Please output only the lines that run from the line containing "1. Identify the silver" through the end of the material below, exactly.

Rows from a box labeling dataset
---*---

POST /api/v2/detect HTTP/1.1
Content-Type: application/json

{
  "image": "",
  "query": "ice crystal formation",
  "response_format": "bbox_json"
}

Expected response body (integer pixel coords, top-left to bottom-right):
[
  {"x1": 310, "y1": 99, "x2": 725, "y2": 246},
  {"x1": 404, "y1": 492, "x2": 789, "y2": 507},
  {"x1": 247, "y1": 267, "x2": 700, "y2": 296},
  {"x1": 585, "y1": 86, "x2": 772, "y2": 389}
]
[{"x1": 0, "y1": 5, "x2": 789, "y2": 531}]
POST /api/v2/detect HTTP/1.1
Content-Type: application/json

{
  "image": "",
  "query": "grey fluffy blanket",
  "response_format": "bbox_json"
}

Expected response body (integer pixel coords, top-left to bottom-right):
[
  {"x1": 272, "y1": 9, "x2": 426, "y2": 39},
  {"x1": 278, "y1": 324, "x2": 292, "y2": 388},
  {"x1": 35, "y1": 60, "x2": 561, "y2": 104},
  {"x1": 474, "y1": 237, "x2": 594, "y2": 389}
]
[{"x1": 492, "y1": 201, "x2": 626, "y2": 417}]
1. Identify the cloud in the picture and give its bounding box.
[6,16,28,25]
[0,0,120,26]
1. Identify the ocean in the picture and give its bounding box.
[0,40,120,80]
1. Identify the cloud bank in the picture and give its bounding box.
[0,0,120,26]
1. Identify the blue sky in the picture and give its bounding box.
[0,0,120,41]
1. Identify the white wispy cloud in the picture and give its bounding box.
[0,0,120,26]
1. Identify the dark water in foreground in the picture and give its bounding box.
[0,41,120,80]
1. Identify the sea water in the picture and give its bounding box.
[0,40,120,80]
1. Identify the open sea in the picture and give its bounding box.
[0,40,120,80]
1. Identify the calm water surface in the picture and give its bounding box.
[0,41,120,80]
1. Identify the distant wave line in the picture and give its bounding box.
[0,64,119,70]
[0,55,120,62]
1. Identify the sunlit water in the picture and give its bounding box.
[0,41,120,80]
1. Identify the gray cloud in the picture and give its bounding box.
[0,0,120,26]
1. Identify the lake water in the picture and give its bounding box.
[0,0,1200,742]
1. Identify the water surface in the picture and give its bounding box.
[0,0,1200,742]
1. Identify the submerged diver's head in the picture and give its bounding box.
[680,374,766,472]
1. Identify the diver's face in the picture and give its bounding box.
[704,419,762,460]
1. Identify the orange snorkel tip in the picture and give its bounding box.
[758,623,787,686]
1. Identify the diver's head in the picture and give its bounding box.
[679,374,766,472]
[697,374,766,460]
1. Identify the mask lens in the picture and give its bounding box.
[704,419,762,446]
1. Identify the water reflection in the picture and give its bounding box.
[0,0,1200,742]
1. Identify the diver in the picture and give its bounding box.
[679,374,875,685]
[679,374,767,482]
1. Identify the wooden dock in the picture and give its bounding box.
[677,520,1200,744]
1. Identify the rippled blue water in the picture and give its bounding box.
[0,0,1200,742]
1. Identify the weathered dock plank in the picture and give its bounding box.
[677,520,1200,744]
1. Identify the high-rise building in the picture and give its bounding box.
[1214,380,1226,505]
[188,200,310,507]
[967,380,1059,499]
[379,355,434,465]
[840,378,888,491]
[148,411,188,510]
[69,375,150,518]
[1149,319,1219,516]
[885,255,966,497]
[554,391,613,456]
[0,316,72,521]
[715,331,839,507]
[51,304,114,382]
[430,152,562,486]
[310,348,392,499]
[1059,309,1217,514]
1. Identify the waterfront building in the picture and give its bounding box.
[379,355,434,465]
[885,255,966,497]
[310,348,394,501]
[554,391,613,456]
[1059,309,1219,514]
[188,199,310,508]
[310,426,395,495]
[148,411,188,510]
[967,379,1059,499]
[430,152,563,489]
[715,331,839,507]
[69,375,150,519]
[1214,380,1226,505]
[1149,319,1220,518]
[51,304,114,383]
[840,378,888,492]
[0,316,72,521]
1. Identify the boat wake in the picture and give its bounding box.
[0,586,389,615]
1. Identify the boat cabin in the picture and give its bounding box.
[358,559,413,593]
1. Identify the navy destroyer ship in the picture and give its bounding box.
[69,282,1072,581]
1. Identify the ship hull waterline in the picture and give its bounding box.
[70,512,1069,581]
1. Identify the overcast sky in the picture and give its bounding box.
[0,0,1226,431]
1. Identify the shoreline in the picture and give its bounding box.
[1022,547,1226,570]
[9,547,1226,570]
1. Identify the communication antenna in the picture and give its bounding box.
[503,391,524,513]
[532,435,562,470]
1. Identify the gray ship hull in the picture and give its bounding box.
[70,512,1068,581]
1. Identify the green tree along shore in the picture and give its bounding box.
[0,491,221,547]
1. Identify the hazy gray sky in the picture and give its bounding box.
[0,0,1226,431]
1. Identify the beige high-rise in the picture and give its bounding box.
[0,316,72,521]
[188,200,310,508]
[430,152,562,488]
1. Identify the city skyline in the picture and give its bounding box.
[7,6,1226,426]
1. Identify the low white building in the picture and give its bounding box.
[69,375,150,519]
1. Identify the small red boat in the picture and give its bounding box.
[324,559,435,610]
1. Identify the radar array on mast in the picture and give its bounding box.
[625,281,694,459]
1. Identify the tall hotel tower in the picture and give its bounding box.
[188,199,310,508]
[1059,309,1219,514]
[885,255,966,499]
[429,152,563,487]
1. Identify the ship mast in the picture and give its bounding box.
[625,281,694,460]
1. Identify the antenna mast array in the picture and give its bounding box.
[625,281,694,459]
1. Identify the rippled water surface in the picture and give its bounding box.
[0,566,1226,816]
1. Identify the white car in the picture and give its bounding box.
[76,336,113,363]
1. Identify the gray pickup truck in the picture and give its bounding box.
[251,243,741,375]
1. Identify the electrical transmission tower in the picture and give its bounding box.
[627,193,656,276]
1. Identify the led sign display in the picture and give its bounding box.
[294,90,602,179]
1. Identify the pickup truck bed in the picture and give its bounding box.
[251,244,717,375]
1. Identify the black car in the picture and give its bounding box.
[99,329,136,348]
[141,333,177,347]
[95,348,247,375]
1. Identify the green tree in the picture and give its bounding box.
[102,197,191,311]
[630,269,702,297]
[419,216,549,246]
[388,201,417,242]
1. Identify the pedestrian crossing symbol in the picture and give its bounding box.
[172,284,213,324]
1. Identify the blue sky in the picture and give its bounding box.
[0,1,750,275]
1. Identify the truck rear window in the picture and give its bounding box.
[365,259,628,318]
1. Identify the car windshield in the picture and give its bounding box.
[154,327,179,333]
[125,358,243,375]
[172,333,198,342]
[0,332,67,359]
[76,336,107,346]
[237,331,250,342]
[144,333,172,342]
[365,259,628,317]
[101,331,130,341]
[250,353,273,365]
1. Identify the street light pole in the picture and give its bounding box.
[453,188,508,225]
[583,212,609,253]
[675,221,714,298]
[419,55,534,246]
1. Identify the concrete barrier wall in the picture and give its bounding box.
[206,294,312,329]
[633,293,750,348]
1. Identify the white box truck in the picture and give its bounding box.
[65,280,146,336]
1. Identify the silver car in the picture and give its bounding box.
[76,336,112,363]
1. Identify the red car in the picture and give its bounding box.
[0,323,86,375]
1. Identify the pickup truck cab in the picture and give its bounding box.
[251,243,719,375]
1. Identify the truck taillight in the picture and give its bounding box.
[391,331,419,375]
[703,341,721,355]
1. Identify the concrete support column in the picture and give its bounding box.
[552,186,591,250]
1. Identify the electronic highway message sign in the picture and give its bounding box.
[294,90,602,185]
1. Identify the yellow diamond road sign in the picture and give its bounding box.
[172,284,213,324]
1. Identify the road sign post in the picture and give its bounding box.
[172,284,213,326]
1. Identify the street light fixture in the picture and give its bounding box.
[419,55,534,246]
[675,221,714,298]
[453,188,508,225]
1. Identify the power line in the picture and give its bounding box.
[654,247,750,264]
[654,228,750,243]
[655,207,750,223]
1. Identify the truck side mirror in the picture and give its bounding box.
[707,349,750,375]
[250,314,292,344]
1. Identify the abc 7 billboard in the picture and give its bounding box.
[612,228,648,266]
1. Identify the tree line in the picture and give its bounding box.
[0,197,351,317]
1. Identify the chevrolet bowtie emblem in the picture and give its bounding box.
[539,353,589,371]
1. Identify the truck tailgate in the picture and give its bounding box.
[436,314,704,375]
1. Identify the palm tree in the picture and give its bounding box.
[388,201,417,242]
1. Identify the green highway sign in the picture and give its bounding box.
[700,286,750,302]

---*---

OUTPUT OF THE TASK:
1. Identify the silver car in the picture and give its bounding box.
[76,336,112,363]
1. Identify the red car in the picture and give its bounding box.
[0,323,86,375]
1. Identify the pickup truck cab in the picture and give its bounding box.
[251,243,719,375]
1. Identify the truck taillight in the picture and give its bounding box.
[391,331,419,375]
[703,341,721,355]
1. Identify the concrete support column in the picture and give its bounding box.
[552,186,591,250]
1. Identify the electronic highway message sign in the picture and give its bounding box.
[294,90,602,185]
1. Identify the yellow diamond road sign in the picture and give its bounding box.
[172,284,213,324]
1. Identify the road sign post in the picture and give its bounding box.
[172,284,213,326]
1. Identify the street light fixture in the picture and give its bounding box.
[419,55,534,246]
[675,221,714,298]
[453,188,508,225]
1. Identify the power line in the picture and give its bounding box.
[654,247,750,264]
[654,228,750,243]
[655,207,750,223]
1. Identify the truck side mirror in the picture and give its bounding box.
[707,349,750,375]
[250,314,292,344]
1. Identify the abc 7 billboard in the picture and give its bounding box.
[612,228,648,266]
1. Identify the tree line in the picture and give its bounding box.
[0,197,351,317]
1. Identify the chevrolet bowtie emblem in the picture and give its bounding box.
[539,353,589,371]
1. Identify the truck tailgate in the picture and give its bounding box.
[436,314,704,375]
1. Identify the palm tree in the picture and give its bounding box.
[388,201,417,242]
1. Identify the green highway sign in the picture and give its bounding box.
[700,286,750,302]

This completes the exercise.